Input start

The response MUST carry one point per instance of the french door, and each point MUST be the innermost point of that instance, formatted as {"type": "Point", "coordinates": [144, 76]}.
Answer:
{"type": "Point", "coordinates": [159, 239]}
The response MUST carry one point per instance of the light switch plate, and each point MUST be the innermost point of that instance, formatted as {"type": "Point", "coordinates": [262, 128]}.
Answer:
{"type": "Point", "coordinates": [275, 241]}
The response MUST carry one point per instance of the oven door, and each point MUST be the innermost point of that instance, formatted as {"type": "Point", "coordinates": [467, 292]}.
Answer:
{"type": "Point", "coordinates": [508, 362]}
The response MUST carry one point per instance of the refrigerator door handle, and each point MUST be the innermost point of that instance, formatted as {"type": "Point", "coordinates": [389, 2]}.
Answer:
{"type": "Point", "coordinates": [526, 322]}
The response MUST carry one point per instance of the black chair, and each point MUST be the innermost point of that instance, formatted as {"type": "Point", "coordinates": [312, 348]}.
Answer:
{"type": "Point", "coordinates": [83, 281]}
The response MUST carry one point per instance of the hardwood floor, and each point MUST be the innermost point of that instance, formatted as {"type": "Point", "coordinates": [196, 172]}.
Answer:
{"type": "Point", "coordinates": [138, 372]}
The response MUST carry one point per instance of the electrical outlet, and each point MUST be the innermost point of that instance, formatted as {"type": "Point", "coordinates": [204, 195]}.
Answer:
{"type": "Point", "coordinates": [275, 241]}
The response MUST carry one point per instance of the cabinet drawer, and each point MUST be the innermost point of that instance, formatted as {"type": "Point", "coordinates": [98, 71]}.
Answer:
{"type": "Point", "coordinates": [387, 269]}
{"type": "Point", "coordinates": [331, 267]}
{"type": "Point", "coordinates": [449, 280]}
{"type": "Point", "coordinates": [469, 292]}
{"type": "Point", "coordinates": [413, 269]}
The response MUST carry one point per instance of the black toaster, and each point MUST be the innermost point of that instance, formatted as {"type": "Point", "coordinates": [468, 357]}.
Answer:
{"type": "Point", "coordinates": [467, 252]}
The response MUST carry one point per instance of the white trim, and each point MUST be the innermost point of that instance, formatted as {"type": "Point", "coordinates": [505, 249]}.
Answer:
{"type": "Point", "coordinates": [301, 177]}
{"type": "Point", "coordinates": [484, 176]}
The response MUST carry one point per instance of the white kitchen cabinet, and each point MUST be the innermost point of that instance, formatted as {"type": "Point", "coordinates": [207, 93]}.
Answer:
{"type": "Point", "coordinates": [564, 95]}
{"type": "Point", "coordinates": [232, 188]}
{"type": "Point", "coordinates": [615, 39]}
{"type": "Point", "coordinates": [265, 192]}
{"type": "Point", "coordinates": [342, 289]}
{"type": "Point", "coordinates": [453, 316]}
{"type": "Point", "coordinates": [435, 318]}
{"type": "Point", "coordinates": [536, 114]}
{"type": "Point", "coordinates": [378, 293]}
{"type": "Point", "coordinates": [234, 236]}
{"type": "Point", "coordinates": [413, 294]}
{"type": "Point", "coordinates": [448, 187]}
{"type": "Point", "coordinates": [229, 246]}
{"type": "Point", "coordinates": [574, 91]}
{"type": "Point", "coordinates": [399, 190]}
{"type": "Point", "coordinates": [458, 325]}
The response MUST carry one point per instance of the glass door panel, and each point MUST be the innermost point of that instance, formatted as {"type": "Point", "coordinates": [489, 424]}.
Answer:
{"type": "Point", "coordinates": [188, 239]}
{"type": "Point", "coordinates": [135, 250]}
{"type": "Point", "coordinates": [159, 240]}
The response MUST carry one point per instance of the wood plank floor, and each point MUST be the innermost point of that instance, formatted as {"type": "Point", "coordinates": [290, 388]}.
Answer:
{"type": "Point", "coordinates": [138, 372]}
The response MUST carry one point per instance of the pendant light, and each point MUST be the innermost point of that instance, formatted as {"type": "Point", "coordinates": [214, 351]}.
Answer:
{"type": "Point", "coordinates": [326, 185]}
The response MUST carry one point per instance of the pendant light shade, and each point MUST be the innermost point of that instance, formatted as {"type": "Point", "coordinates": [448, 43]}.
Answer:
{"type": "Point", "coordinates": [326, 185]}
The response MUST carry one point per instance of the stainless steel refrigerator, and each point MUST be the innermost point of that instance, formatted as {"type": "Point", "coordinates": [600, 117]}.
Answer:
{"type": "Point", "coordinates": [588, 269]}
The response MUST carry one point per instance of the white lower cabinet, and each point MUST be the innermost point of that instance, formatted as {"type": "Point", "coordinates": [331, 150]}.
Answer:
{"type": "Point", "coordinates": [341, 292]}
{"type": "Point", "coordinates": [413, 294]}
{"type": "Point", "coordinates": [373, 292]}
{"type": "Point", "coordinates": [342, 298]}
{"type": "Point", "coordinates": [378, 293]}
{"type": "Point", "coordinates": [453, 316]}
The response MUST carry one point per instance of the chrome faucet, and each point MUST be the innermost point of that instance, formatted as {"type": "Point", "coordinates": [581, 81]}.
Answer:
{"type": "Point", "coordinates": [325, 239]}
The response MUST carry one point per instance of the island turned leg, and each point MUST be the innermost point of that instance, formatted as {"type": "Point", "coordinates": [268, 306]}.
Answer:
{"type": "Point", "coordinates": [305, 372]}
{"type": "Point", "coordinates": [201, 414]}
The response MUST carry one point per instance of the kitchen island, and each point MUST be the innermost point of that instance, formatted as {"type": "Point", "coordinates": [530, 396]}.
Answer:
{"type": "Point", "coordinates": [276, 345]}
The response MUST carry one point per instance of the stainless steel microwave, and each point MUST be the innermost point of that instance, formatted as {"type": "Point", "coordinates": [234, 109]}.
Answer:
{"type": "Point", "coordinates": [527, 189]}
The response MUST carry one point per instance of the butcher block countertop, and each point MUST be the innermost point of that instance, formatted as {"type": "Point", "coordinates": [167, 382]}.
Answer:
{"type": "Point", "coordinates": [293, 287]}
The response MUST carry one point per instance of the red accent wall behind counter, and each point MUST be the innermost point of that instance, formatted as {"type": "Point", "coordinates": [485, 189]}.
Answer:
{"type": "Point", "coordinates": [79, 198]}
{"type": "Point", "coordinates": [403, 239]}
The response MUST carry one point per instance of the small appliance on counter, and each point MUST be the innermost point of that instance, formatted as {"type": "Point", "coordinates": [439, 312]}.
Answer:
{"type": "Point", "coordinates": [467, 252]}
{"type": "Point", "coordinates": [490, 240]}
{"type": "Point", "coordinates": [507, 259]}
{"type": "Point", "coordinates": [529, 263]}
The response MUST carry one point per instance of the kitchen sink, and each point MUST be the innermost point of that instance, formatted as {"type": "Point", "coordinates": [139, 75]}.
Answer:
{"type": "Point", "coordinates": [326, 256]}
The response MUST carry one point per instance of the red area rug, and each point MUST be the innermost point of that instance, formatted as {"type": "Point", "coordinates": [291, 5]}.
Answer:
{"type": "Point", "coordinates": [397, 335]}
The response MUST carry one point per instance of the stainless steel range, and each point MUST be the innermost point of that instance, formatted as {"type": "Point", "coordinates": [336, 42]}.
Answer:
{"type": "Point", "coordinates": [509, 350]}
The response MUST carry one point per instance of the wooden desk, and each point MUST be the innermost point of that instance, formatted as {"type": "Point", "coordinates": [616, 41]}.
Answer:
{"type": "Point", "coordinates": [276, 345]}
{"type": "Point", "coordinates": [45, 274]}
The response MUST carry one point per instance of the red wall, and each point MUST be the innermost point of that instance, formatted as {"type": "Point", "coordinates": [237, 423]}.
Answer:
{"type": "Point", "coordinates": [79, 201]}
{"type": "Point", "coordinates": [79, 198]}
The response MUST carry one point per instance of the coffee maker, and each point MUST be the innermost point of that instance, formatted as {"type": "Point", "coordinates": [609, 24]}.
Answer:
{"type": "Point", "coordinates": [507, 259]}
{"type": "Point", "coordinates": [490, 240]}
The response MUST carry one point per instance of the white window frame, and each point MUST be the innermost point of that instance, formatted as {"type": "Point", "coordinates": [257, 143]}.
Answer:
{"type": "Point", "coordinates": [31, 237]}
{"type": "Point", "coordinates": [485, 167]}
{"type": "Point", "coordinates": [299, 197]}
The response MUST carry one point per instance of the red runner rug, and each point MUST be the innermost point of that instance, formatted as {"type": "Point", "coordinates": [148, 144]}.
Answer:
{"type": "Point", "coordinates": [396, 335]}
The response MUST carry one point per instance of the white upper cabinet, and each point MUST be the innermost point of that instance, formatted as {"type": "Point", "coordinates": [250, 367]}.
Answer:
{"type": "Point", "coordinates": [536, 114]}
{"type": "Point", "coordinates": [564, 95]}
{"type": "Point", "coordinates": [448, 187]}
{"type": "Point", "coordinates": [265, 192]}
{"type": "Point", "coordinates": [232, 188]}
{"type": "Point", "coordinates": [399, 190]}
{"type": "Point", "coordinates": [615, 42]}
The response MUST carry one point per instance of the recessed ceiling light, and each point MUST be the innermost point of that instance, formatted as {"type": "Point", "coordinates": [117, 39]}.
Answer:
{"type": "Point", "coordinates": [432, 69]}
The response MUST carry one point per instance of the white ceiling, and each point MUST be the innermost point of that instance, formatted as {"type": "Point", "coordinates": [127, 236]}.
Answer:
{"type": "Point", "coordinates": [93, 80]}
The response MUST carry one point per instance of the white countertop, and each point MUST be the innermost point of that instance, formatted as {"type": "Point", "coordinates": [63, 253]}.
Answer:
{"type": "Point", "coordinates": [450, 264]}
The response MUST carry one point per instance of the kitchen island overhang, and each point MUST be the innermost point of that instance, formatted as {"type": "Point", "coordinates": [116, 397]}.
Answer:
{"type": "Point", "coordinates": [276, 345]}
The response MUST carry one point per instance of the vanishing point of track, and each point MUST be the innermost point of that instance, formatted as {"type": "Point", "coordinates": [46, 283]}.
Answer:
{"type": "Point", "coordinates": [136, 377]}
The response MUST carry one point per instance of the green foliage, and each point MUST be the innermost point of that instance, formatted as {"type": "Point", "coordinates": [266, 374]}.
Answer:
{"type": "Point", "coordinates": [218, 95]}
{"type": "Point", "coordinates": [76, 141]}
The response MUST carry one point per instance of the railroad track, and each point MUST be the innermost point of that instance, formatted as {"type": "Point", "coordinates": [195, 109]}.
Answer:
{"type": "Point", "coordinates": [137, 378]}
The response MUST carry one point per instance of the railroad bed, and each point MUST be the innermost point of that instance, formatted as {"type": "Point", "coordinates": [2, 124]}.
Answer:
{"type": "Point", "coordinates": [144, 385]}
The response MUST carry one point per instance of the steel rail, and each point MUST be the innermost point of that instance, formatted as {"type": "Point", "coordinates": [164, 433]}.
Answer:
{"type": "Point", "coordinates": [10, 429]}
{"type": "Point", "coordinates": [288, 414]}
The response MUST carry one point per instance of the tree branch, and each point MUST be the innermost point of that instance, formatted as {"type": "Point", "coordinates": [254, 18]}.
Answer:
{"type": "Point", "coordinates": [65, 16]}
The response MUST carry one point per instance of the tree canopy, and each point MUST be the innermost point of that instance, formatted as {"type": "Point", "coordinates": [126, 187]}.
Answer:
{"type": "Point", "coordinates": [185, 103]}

Input end

### What to produce
Copy everything from the line containing "tree branch, and" down to the end of the records, substituting "central" for "innermost" and leaving all else unchanged.

### Final answer
The response MUST carry one point per instance of the tree branch, and each point MUST be the central point of that instance, formatted as {"type": "Point", "coordinates": [254, 18]}.
Answer:
{"type": "Point", "coordinates": [65, 16]}
The response MUST carry one point per instance of the tree canopy, and each point MUST be the central point of that instance, formatted as {"type": "Point", "coordinates": [126, 187]}.
Answer:
{"type": "Point", "coordinates": [185, 103]}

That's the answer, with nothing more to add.